■ Fragment tekstu:
»»

Czesław Siekierski (KP PSL-Kukiz'15) zaznaczył, że większość zmian w ustawie to regulacje techniczne. "Ustawa pomoże podatnikom na większe ułatwienia, wymusi pewną poprawność i przyczyni się do pewnego bezpieczeństwa podatkowego, co jest ważne dla każdego podatnika" - powiedział. Siekierski zadeklarował poparcie dla poprawki Czernow.

Zdaniem Hanny Gill-Piątek z Lewicy projekt może wyglądać na nudny, ale - jak stwierdziła - "PiS nie byłby sobą, gdyby nie wsadził tu jakiejś miny". Wyjaśniła, że w projekcie tym znalazł się zapis o dostępie Poczty Polskiej do danych o podatnikach, ale został on usunięty podczas prac komisji, taki sam bowiem wcześniej trafił do Tarczy antykryzysowej.

"Dziś Poczta Polska ma już nasze +pesele+, tajne dane skarbowe, może i numery buta (...) UODO nic nie wie, co się dzieje z naszymi danymi w Poczcie Polskiej. Dlatego Lewica zgłasza poprawkę usuwającą dostęp poczty do naszych tajnych danych skarbowych" - wyjaśniła.

Do kwestii korzystania przez organy fiskusa z tzw. usługi hybrydowej, polegającej na przekształceniu przez pocztę wyznaczonego dokumentu elektronicznego w przesyłkę listową, odniósł się wiceminister finansów Jan Sarnowski.

"Proces, który zostanie wszczęty we współpracy z Pocztą Polską będzie całkowicie bezpieczny i nie doprowadzi do tego, żeby osoby niepowołane miały dostęp do informacji podatkowych podatników" - zapewnił.

Sarnowski wyjaśnił na czym polega zmiana. Poinformował, że w systemie KAS tworzone jest pismo do podatnika, które jest podpisywane, a następnie przesyłane na szyfrowany serwer Poczty Polskiej wraz z tzw. plikiem sterującym. Plik ten zawiera informacje, pod jaki adres należy doręczyć przesyłkę i z ilu stron się składa. Z tego serwera automat Poczty Polskiej pobiera plik i wysyła do maszyny kopertująco-drukującej. Maszyna drukuje pismo i umieszcza w kopercie, którą adresuje i zamyka.

««

■ Wybrane wpisy:
»»

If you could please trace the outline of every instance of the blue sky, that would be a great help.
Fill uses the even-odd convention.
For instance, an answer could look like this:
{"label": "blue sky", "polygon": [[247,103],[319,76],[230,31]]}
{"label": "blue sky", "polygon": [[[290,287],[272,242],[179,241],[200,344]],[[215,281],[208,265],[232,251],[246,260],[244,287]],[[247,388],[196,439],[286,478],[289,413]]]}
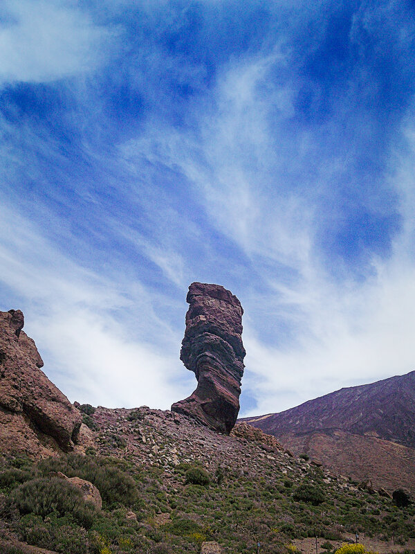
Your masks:
{"label": "blue sky", "polygon": [[411,1],[3,0],[0,309],[72,400],[166,409],[194,280],[241,414],[415,368]]}

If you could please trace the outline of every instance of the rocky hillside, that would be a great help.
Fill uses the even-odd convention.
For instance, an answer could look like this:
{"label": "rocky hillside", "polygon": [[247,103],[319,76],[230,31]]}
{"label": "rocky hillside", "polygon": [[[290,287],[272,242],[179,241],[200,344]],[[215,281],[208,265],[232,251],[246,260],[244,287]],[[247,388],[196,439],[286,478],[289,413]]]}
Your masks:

««

■ Lista zadań:
(1) Odpowiedz krótko na pytania do fragmentu.
(a) Czyją poprawkę poparł Czesław Siekierski?
(b) Do jakiego aktu trafił wcześniej taki sam zapis o dostępie Poczty Polskiej do danych o podatnikach?
(c) Jakie informacje zawiera tzw. plik sterujący?
(2) Proszę wypisać z fragmentu słowo w słowo część od „Czesław Siekierski (KP” do „dla poprawki Czernow.”.

■ Rozwiązania:
(1)
(a) Poprawkę Czernow.
(b) Do Tarczy antykryzysowej.
(c) Pod jaki adres należy doręczyć przesyłkę i z ilu stron się ona składa.

(2)
Czesław Siekierski (KP PSL-Kukiz'15) zaznaczył, że większość zmian w ustawie to regulacje techniczne. "Ustawa pomoże podatnikom na większe ułatwienia, wymusi pewną poprawność i przyczyni się do pewnego bezpieczeństwa podatkowego, co jest ważne dla każdego podatnika" - powiedział. Siekierski zadeklarował poparcie dla poprawki Czernow.